任務目標:
請根據這篇鞋底結構分析摘要的中文部分,列出有限元素模擬所輸出的全部資料項目。
____ 所附文本
The Analysis of Footwear Structure for Cushioning & Energy Return

摘要


在運動過程中,鞋底是人體與足部接觸最頻繁的部份,因此鞋底好壞便直接影響到足部的受力,目前鞋底避震之結構設計皆是以「嘗試錯誤」的方式進行,選擇所要用鞋底材料及結構形狀製造成鞋底成品,再測試其避震及反彈能力,此方法必須反覆設計、製造及實驗直到符合要求;過程過於耗損人力物力及時間,且不易達到最佳化之設計,其中鞋底開模的模具費用更是非常龐大,因此影響設計者創新設計之意願,為了能以更經濟有效的方法了解鞋底的效能,本研究以有限元素法作動態的模擬,並配合撞擊實驗去獲得加速度值和反彈高度值,兩者互相比較去驗證有限元素的模擬值。並針對鞋底與足底的接觸面積預測,以了解接觸面積是否與鞋子性能有關。本研究針對三種鞋底結構去建立二度空間的模型,分別為實心梯形圓柱、不同實心圓柱、中空圓柱三種模型,並將撞擊頭依現有尺寸建立出有限元素模型,模擬輸出資料為碰撞加速度、反彈高度、撞擊時間及反彈時間。完成驗證後,便再作接觸面積的測試,即將接觸面積分成100%,75%,60%三個不同模型,以模擬不同接觸面積的效應。其結果就反彈高度而言,以實心梯形圓柱的反彈高度最高達50.9%,且實驗值與電腦模擬值相近。對碰撞加速度而言,則以中空圓柱模型所獲得的值最大。而在時間方面,兩者的撞擊時間相近,但反彈時間相差約0.03秒,而之所以發生反彈時間有稍許差異,其因素可能是模型在撞擊時發生挫屈效應,致使反彈時間延長。在預測接觸面積結果發現,以接觸面積75%的模型所獲得的反彈高度及碰撞加速度值最大,因此建議可就此接觸面積的大小去設計一個實體模型,以進一步了解是否這樣的接觸面積可獲得較佳的反彈高度值及碰撞加速度。

關鍵字

鞋底 有限元素法 避震 反彈

並列摘要


The shoe sole is the most important interface between human foot and ground during ambulation. Therefore, the structural design of insole directly affects the ground reaction force on foot. To date, ”try and error” approach was often used to design the shoe sole. But this approach cannot do most of the analysis before the prototype completed to eliminate the waist of time and work of real laboratory experiment. In order to evaluate the effects of insole more effectively, the finite element method (FEM) was used to construct a dynamic impact model and experimental results were used to validate this model. Consequently, the effects of various contact area of insole were predicted via our model to determine the optimal shoe insole structure. Three different structural design insoles were used to create finite element models including solid trapezoid cylinder, hollow cylinder, and 2-sized solid trapezoid cylinder. The impact acceleration, rebound height, rebound time, and impact time calculated from the FE model were compared with the experimental data. To validate the FEM model, the experimental values of rebound height, impact acceleration, and impact time are similar to the results of FEM simulation. Rebound height of solid trapezoid cylinder model is larger than other models. The hollow cylinder has the largest impact acceleration within these three models. However, the rebound time of FEM is larger than the experimental value about 0.03 second which may be due to the buckling effect of the cylinder shape. In the effect simulation of different contact area, the largest rebound height and the largest impact acceleration could be found both in the results of 75% contact area. According to the results, this study suggested that the rebound height and impact acceleration should be measured from a real experimental model with 75% contact area in the further study.
________
____ 資料列表
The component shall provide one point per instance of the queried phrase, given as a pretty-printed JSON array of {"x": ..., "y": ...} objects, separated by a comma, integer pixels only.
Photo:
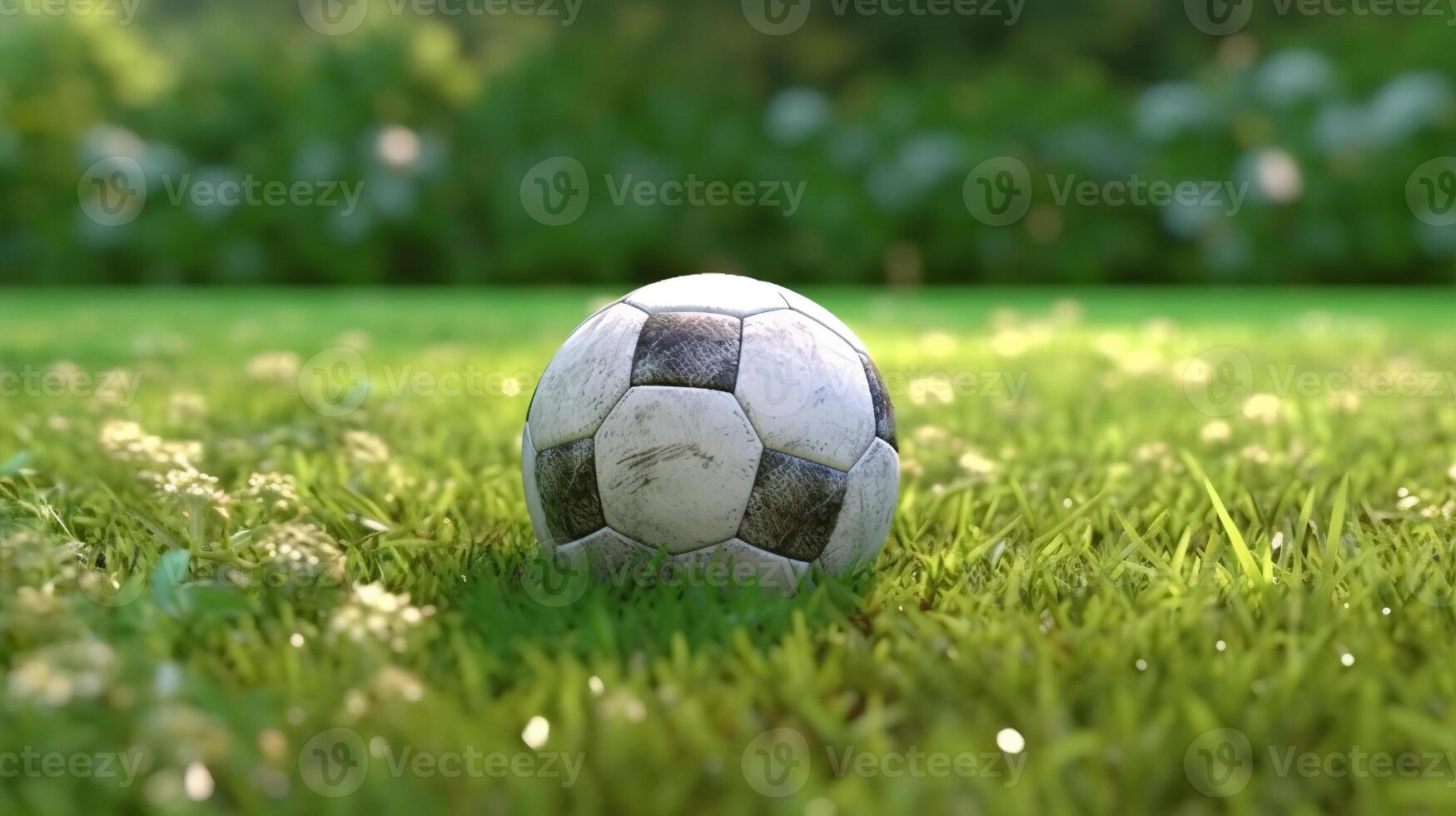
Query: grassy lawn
[{"x": 1111, "y": 541}]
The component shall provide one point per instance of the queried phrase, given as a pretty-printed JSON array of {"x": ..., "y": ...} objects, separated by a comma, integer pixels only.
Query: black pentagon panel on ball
[
  {"x": 689, "y": 349},
  {"x": 880, "y": 396},
  {"x": 567, "y": 478},
  {"x": 794, "y": 506}
]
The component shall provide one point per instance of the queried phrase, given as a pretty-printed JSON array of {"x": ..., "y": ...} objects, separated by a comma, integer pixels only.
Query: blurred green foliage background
[{"x": 440, "y": 116}]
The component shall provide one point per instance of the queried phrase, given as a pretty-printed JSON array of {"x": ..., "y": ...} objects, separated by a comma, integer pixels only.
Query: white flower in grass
[
  {"x": 365, "y": 446},
  {"x": 305, "y": 553},
  {"x": 375, "y": 614},
  {"x": 280, "y": 366},
  {"x": 277, "y": 491},
  {"x": 973, "y": 462},
  {"x": 1255, "y": 454},
  {"x": 127, "y": 442},
  {"x": 185, "y": 406},
  {"x": 1215, "y": 431},
  {"x": 58, "y": 675},
  {"x": 191, "y": 485},
  {"x": 1263, "y": 408}
]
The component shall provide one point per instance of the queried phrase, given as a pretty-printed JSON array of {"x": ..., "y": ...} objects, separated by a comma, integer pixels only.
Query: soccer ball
[{"x": 718, "y": 417}]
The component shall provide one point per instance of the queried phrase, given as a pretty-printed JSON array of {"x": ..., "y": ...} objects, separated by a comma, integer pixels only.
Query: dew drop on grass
[
  {"x": 1011, "y": 740},
  {"x": 196, "y": 783},
  {"x": 536, "y": 732}
]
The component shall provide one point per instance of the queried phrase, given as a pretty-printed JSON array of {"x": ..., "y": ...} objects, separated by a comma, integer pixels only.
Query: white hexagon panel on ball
[{"x": 713, "y": 417}]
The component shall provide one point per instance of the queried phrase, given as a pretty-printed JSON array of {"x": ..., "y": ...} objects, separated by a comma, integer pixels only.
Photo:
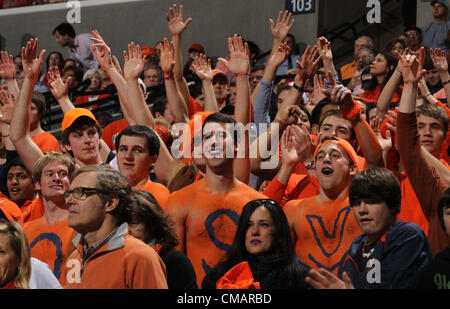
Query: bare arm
[
  {"x": 133, "y": 68},
  {"x": 19, "y": 133},
  {"x": 176, "y": 27},
  {"x": 239, "y": 65},
  {"x": 8, "y": 72},
  {"x": 111, "y": 66},
  {"x": 388, "y": 92},
  {"x": 202, "y": 67},
  {"x": 174, "y": 98}
]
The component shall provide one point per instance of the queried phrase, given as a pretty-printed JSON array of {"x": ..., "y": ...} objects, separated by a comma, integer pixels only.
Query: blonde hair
[{"x": 18, "y": 241}]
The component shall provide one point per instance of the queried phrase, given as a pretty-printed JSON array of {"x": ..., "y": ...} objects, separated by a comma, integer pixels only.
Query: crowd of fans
[{"x": 230, "y": 172}]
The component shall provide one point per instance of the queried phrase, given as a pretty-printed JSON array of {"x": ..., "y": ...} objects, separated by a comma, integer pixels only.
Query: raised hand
[
  {"x": 280, "y": 56},
  {"x": 439, "y": 59},
  {"x": 385, "y": 143},
  {"x": 7, "y": 68},
  {"x": 288, "y": 115},
  {"x": 239, "y": 63},
  {"x": 7, "y": 107},
  {"x": 303, "y": 143},
  {"x": 323, "y": 279},
  {"x": 412, "y": 66},
  {"x": 288, "y": 150},
  {"x": 202, "y": 67},
  {"x": 31, "y": 63},
  {"x": 117, "y": 65},
  {"x": 308, "y": 64},
  {"x": 324, "y": 49},
  {"x": 339, "y": 95},
  {"x": 102, "y": 52},
  {"x": 283, "y": 25},
  {"x": 134, "y": 62},
  {"x": 167, "y": 58},
  {"x": 57, "y": 87},
  {"x": 318, "y": 91},
  {"x": 175, "y": 20}
]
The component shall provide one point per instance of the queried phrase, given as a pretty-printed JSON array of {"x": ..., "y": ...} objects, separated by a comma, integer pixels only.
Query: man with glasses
[
  {"x": 99, "y": 201},
  {"x": 436, "y": 34}
]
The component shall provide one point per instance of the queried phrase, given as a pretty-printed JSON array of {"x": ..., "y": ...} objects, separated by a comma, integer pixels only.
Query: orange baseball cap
[
  {"x": 344, "y": 145},
  {"x": 74, "y": 114}
]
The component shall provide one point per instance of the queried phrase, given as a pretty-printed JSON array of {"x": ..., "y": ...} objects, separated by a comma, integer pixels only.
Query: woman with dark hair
[
  {"x": 381, "y": 70},
  {"x": 154, "y": 227},
  {"x": 54, "y": 58},
  {"x": 261, "y": 255},
  {"x": 390, "y": 253}
]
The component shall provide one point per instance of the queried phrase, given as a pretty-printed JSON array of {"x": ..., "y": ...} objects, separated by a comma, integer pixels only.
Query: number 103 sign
[{"x": 301, "y": 6}]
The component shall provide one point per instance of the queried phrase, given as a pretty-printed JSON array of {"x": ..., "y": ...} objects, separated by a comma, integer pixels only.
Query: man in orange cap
[
  {"x": 81, "y": 135},
  {"x": 322, "y": 226}
]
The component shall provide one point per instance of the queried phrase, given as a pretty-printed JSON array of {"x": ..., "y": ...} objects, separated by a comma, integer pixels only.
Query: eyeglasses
[{"x": 80, "y": 193}]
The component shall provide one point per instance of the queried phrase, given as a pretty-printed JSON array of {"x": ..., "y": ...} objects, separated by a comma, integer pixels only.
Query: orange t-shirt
[
  {"x": 46, "y": 142},
  {"x": 322, "y": 232},
  {"x": 206, "y": 222},
  {"x": 32, "y": 210},
  {"x": 159, "y": 191},
  {"x": 112, "y": 130},
  {"x": 50, "y": 243},
  {"x": 411, "y": 211}
]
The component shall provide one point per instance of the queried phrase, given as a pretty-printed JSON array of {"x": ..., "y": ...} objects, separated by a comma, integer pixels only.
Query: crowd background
[{"x": 87, "y": 93}]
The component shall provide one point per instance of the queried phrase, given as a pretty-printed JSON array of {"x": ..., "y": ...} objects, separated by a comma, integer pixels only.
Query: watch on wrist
[{"x": 310, "y": 165}]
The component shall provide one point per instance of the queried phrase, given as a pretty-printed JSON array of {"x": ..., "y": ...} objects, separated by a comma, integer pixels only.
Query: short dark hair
[
  {"x": 290, "y": 267},
  {"x": 378, "y": 184},
  {"x": 151, "y": 138},
  {"x": 317, "y": 110},
  {"x": 111, "y": 184},
  {"x": 222, "y": 118},
  {"x": 82, "y": 123},
  {"x": 65, "y": 28},
  {"x": 336, "y": 113},
  {"x": 159, "y": 106},
  {"x": 146, "y": 210},
  {"x": 61, "y": 58},
  {"x": 436, "y": 112},
  {"x": 444, "y": 203}
]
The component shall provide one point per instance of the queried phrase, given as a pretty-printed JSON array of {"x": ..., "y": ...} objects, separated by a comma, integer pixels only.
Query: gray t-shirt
[{"x": 434, "y": 35}]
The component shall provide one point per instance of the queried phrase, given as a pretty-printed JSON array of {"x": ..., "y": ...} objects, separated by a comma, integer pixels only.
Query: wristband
[
  {"x": 310, "y": 165},
  {"x": 301, "y": 89},
  {"x": 168, "y": 76},
  {"x": 352, "y": 113}
]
________
詳細解答:
模擬輸出的資料共有四項:碰撞加速度、反彈高度、撞擊時間和反彈時間。